**TASKS:**
1. Translate this sentence from the news report on Bush's farm aid plan into Spanish: "Crises come and go, but commitments don’t."
2. Carry on the news report about Bush's farm aid plan, starting right after its last sentence.

DALLAS CENTER, Iowa (AP) _ Texas Gov. George W. Bush spelled out a farm aid package he said would bolster ``the heart of our economy″ even as he collected the backing of key rural activists.

Bush’s farm package included short-term fixes like emergency aid and special tax-free savings accounts, ideas Congress already is considering, and also proposed ways to boost agricultural exports, the key to long-term prosperity, he said Wednesday.

``We owe it to farmers to see them through the transition period,″ said Bush. ``Crises come and go, but commitments don’t.″

Bush said that blocking China’s admission to the World Trade Organization was a costly mistake and that European allies should be pressured to lift restrictions on genetically altered commodities.

**LISTED RECORDS:**
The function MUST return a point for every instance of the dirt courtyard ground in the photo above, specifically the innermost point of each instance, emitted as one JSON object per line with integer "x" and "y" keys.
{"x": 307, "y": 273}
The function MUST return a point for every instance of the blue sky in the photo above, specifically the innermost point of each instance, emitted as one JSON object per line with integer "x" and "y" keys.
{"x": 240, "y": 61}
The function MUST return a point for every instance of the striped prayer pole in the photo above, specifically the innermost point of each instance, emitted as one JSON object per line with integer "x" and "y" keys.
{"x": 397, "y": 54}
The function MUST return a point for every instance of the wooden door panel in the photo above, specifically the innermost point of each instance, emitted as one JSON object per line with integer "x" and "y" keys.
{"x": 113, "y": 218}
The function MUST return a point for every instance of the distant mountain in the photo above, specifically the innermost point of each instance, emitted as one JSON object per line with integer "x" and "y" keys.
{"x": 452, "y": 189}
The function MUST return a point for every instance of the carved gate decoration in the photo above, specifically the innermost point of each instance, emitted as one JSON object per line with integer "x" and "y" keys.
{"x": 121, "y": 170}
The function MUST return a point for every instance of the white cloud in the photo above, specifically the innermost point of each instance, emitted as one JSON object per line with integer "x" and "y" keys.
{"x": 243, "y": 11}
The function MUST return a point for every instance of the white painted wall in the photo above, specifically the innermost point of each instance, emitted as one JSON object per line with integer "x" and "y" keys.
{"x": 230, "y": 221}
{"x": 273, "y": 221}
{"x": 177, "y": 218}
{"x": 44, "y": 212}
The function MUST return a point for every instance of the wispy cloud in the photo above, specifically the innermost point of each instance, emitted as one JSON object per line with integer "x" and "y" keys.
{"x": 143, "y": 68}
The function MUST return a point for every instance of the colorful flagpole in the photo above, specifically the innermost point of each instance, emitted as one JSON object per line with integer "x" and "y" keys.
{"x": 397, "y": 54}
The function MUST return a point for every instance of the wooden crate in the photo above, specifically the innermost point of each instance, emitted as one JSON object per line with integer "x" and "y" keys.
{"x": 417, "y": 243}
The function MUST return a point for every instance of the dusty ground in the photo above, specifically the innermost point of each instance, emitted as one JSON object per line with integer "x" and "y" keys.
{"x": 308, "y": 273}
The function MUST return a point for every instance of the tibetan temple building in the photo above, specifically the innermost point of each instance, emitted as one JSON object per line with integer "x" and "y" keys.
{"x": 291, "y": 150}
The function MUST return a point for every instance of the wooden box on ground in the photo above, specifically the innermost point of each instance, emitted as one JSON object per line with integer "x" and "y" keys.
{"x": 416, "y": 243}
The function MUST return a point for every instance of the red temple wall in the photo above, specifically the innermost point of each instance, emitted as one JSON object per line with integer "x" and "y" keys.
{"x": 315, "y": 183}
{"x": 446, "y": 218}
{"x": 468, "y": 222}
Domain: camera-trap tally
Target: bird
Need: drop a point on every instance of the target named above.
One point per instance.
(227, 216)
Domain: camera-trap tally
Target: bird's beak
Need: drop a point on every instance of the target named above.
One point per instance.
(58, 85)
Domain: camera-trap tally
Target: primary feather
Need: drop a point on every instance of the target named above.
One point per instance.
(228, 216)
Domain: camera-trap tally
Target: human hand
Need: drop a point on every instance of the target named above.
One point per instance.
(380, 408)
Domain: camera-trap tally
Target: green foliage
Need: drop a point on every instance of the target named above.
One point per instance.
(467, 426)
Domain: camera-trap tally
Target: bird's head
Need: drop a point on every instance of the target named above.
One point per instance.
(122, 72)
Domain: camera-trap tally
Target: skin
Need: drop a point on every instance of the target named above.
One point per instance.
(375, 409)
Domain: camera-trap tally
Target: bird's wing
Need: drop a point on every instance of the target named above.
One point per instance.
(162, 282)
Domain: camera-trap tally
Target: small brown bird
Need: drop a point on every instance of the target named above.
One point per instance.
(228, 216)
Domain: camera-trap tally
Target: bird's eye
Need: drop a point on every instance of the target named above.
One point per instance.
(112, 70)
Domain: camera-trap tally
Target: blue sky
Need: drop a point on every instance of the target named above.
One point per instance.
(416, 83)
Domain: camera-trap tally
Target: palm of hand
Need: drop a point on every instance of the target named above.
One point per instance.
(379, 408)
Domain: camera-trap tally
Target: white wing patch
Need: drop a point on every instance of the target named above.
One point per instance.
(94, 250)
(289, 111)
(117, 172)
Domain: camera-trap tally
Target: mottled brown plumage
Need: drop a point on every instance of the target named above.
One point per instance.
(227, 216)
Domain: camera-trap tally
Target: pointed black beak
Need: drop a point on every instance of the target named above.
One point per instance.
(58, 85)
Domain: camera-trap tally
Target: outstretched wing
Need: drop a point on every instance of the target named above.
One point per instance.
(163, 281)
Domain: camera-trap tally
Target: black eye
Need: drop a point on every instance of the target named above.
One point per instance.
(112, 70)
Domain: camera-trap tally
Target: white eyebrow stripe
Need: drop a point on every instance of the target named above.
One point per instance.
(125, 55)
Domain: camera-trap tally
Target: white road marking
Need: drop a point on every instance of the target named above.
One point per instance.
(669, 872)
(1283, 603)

**ACTIVITY ANSWERS:**
1. Las crisis vienen y van, pero los compromisos no.

2.
``We don’t appreciate unfair trade barriers,″ said Bush. ``We want to compete and we want to compete on level ground.″

Returning to the state for the first time since winning a high-profile straw poll last month, Bush not only collected the formal endorsements of more than 100 farm activists and leaders, but more than half the Republicans in the Iowa Legislature as well

Though the endorsements reinforce Bush’s front-runner status in the Republican presidential race leading up to Iowa’s precinct caucuses, he said, ``I’ve got a lot to do.″

Bush donned a green cap, and stood amid hay bales on a farm just outside Des Moines to spell out his trade proposals, an important issue in a state where the farm economy is sour.

U.S. farmers are expected to export $49 billion worth of commodities this year, down from the peak of $59.8 billion three years ago. The Agriculture Department is expecting only slight improvement in 2000. Economists blame the decline on the Asian economic crisis and a worldwide glut of grain.